▶ _PROBLEM STATEMENT_: Render every line of the records below as a JSON list of strings, one string per line, and leave out the blank lines.
======== INFORMATION SHOWN
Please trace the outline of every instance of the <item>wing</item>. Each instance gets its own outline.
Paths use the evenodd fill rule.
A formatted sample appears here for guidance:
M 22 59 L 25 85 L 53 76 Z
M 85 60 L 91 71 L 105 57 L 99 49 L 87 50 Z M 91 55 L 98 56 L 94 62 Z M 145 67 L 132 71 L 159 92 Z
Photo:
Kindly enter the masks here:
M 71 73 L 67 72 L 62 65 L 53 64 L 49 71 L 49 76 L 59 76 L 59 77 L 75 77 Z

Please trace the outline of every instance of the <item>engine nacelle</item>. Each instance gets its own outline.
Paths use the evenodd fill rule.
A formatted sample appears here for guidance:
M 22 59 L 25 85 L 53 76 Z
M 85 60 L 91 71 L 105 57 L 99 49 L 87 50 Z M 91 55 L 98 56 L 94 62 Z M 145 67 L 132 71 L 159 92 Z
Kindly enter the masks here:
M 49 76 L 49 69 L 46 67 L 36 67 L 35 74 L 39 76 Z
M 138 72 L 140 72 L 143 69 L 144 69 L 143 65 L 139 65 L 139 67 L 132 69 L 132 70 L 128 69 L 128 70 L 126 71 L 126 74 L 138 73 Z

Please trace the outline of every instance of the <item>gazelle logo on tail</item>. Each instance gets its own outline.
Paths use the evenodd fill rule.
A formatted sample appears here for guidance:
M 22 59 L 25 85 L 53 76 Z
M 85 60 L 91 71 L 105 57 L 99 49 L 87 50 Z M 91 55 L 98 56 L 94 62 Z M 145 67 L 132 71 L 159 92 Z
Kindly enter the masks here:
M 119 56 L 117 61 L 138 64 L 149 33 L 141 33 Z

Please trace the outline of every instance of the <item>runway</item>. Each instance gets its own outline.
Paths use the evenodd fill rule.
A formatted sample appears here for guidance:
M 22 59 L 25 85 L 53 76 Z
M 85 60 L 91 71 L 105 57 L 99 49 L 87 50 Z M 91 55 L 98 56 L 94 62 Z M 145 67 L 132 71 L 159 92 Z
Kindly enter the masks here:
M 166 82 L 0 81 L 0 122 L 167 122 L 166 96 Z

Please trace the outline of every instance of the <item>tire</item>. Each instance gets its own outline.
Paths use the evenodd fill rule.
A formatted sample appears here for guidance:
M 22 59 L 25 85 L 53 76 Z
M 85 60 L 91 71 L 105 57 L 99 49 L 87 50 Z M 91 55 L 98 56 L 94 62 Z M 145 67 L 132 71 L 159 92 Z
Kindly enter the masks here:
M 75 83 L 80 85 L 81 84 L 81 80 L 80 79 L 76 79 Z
================
▶ _ANSWER TO THE TASK_:
[
  "Please trace the outline of every instance of the <item>wing</item>. Each instance gets its own outline.",
  "Paths use the evenodd fill rule.",
  "A formatted sample appears here for guidance:",
  "M 22 59 L 25 85 L 53 76 Z",
  "M 85 60 L 91 71 L 105 57 L 99 49 L 87 50 Z M 91 55 L 98 56 L 94 62 Z M 145 67 L 132 71 L 159 92 Z",
  "Photo:",
  "Kindly enter the masks here:",
  "M 71 73 L 67 72 L 62 65 L 53 64 L 49 71 L 49 76 L 59 76 L 59 77 L 75 77 Z",
  "Please trace the outline of every instance of the <item>engine nacelle</item>. Each instance gets its own outline.",
  "Paths use the evenodd fill rule.",
  "A formatted sample appears here for guidance:",
  "M 22 59 L 25 85 L 53 76 Z",
  "M 85 60 L 91 71 L 105 57 L 99 49 L 87 50 Z M 91 55 L 98 56 L 94 62 Z M 145 67 L 132 71 L 159 92 Z",
  "Kindly enter the masks here:",
  "M 49 76 L 49 69 L 46 67 L 36 67 L 35 74 L 39 76 Z",
  "M 138 72 L 140 72 L 143 69 L 144 69 L 143 65 L 139 65 L 139 67 L 132 69 L 132 70 L 128 69 L 128 70 L 126 71 L 126 74 L 138 73 Z",
  "Please trace the outline of every instance of the <item>gazelle logo on tail</item>. Each instance gets its own outline.",
  "Paths use the evenodd fill rule.",
  "A formatted sample appears here for guidance:",
  "M 22 59 L 25 85 L 53 76 Z",
  "M 85 60 L 91 71 L 105 57 L 99 49 L 87 50 Z M 91 55 L 98 56 L 94 62 Z M 145 67 L 132 71 L 159 92 Z",
  "Kindly enter the masks here:",
  "M 119 56 L 117 61 L 138 64 L 149 33 L 141 33 Z",
  "Please trace the outline of every instance of the <item>runway</item>. Each instance gets its own outline.",
  "Paths use the evenodd fill rule.",
  "A formatted sample appears here for guidance:",
  "M 22 59 L 25 85 L 53 76 Z",
  "M 85 60 L 91 71 L 105 57 L 99 49 L 87 50 Z M 91 55 L 98 56 L 94 62 Z M 145 67 L 132 71 L 159 92 Z",
  "Kindly enter the masks here:",
  "M 166 82 L 0 81 L 0 122 L 167 122 L 166 96 Z",
  "Please trace the outline of every instance of the <item>tire</item>. Each instance gets its own outline.",
  "Paths use the evenodd fill rule.",
  "A formatted sample appears here for guidance:",
  "M 22 59 L 25 85 L 53 76 Z",
  "M 85 60 L 91 71 L 105 57 L 99 49 L 87 50 Z M 91 55 L 98 56 L 94 62 Z M 145 67 L 132 71 L 159 92 Z",
  "Kindly enter the masks here:",
  "M 75 83 L 80 85 L 81 84 L 81 80 L 80 79 L 76 79 Z"
]